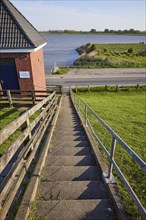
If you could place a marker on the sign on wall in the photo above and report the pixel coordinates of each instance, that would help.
(24, 74)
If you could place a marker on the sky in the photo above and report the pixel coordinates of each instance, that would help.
(84, 15)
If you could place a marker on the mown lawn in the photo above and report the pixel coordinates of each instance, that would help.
(125, 113)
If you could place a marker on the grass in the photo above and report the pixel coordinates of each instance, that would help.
(112, 55)
(125, 113)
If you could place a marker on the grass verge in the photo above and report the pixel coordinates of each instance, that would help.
(112, 55)
(125, 112)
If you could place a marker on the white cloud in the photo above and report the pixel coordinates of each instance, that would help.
(45, 16)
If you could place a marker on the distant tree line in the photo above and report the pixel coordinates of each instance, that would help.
(94, 31)
(132, 31)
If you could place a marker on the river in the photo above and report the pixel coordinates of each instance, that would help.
(61, 48)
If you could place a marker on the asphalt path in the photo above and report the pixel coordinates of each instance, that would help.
(83, 77)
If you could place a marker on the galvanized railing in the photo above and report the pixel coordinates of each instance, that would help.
(83, 109)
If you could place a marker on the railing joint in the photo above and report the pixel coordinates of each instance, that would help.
(108, 180)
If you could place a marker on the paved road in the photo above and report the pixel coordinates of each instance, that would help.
(99, 77)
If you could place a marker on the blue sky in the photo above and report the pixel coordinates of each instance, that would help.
(84, 14)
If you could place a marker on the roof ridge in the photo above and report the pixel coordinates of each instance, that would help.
(15, 20)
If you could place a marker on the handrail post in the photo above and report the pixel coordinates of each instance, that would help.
(113, 146)
(9, 98)
(33, 97)
(86, 116)
(78, 105)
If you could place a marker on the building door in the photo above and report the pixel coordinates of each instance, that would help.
(8, 74)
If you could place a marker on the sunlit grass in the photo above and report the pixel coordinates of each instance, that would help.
(125, 113)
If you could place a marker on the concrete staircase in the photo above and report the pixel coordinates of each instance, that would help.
(71, 187)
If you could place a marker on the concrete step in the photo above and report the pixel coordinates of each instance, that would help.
(66, 132)
(69, 127)
(72, 190)
(70, 151)
(73, 143)
(70, 173)
(75, 210)
(70, 161)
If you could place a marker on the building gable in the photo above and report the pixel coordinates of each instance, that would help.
(15, 30)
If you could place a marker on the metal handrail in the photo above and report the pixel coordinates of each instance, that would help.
(115, 138)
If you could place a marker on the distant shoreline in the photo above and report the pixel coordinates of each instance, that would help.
(94, 33)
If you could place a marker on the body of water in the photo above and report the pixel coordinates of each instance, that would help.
(61, 48)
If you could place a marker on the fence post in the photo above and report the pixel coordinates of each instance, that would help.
(86, 116)
(9, 98)
(113, 146)
(33, 97)
(117, 88)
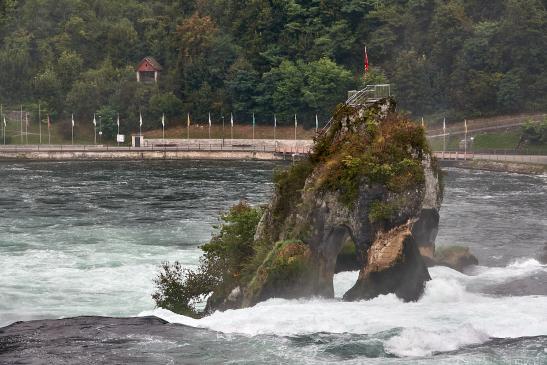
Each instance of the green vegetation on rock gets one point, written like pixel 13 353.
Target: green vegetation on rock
pixel 224 260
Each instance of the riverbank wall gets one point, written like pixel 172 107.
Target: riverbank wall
pixel 130 155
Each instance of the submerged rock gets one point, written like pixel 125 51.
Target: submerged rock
pixel 454 257
pixel 370 181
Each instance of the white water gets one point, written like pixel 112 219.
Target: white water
pixel 446 318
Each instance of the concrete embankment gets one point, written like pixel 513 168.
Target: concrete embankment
pixel 141 155
pixel 515 167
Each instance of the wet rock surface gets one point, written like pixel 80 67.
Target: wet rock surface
pixel 388 182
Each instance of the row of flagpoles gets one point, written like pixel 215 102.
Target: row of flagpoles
pixel 188 127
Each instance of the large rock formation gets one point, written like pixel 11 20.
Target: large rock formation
pixel 370 180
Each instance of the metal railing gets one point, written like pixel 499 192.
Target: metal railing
pixel 191 147
pixel 369 94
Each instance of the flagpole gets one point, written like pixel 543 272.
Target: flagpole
pixel 465 140
pixel 26 127
pixel 22 141
pixel 3 120
pixel 444 135
pixel 275 126
pixel 3 124
pixel 188 128
pixel 95 129
pixel 316 123
pixel 295 125
pixel 40 121
pixel 209 125
pixel 222 130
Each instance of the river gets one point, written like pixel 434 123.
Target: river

###

Task to complete: Restate the entire listing word for word, excluding pictures.

Solution to this task:
If you could place a marker on the sign on wall in the photo above and report the pixel coordinates of each instance, that would help.
(24, 74)
If you could place a marker on the sky in the photo above and report the pixel coordinates of each instance, that would help.
(84, 15)
If you could place a marker on the mown lawn in the photo above and report the pixel coordinates of each instance, that would help.
(125, 113)
If you could place a marker on the grass in the photo above and report the pixel coordinates of each instance, that would help.
(112, 55)
(125, 113)
If you could place a marker on the grass verge in the photo above and report the pixel coordinates of each instance, that would help.
(112, 55)
(125, 112)
If you could place a marker on the white cloud in the photo above and report the pixel coordinates of each instance, that would help.
(45, 16)
If you could place a marker on the distant tree line in the photo above and report the pixel coordinates of each instance, that would help.
(94, 31)
(132, 31)
If you could place a marker on the river in the photo above and report the pixel coordinates of each instance, that would help.
(61, 48)
If you could place a marker on the asphalt path in the photo above and report the pixel coordinates of each instance, that would help.
(83, 77)
If you could place a marker on the galvanized railing in the photo above and report the pixel coordinates of each instance, that would help.
(83, 109)
If you could place a marker on the railing joint in the photo above and report the pixel coordinates of each instance, that would help.
(108, 180)
If you could place a marker on the paved road in the photo above and report the pixel coordinates of each instance, that would help.
(99, 77)
If you could place a marker on the blue sky in the photo above and report the pixel coordinates of each instance, that would help.
(84, 14)
If you could place a marker on the roof ridge in the photo above and report the pixel coordinates of each instance, that would help.
(15, 20)
If you could place a marker on the handrail post in the photo above and report the pixel coordinates of each instance, that would help.
(113, 146)
(9, 98)
(33, 97)
(86, 116)
(78, 105)
If you could place a marker on the building door in the photo above and report the pixel coordinates of each instance, that would help.
(8, 74)
If you could place a marker on the sunlit grass in the photo above and report the pixel coordinates of each instance, that would help.
(125, 113)
If you could place a marker on the concrete staircase in the photo above and report the pixel coordinates of each instance, that would help.
(71, 187)
If you could place a marker on the concrete step in the photo above and report the pixel coordinates of each instance, that would help.
(66, 132)
(69, 127)
(72, 190)
(70, 151)
(73, 143)
(70, 173)
(75, 210)
(70, 161)
If you could place a marker on the building gable in the photo above and report the pixel coordinates of each instance, that would help.
(15, 30)
If you could place a marker on the metal handrail in the photo above and report the pixel coordinates of each instance, that would help.
(115, 138)
If you could place a marker on the distant shoreline in the photo above and report the pixel coordinates of each instance, that would help.
(94, 33)
If you could place a marker on the body of water in the photo above and report the pixel coordinates of each instance, that would help.
(61, 48)
If you could place a marker on the fence post in the photo above and report the pixel coordinates of each instance, that would help.
(86, 116)
(9, 98)
(113, 146)
(33, 97)
(117, 88)
Each instance of the green vegetation on rock gets one point, written like pixel 13 353.
Target: green vegetation on rock
pixel 224 260
Each instance of the riverbank wall gets one point, written like pixel 172 107.
Target: riverbank wall
pixel 130 155
Each instance of the submerged rock gets one point, written like pixel 125 51.
Target: submerged rock
pixel 454 257
pixel 370 181
Each instance of the white water gets one point, written like pixel 112 219.
Target: white water
pixel 446 318
Each instance of the concrete embankment gets one point, written like pixel 513 168.
Target: concrete embankment
pixel 141 155
pixel 515 167
Each instance of the wet rock surface gets one point, written like pixel 80 67.
Target: wet rock surface
pixel 388 182
Each instance of the row of flagpoles gets one point, written like pixel 215 102.
Target: row of flagpoles
pixel 188 127
Each instance of the large rock formation gets one point, written like pixel 11 20.
Target: large rock formation
pixel 370 180
Each instance of the metal railing gets one point, written like pixel 499 192.
Target: metal railing
pixel 191 147
pixel 369 94
Each instance of the flagpole gets one point, written like pixel 543 272.
Target: flagpole
pixel 465 140
pixel 26 127
pixel 22 141
pixel 3 120
pixel 444 135
pixel 275 126
pixel 3 124
pixel 188 128
pixel 95 129
pixel 316 123
pixel 295 125
pixel 40 121
pixel 209 125
pixel 222 130
Each instance of the river gets one point, written like pixel 434 123.
Target: river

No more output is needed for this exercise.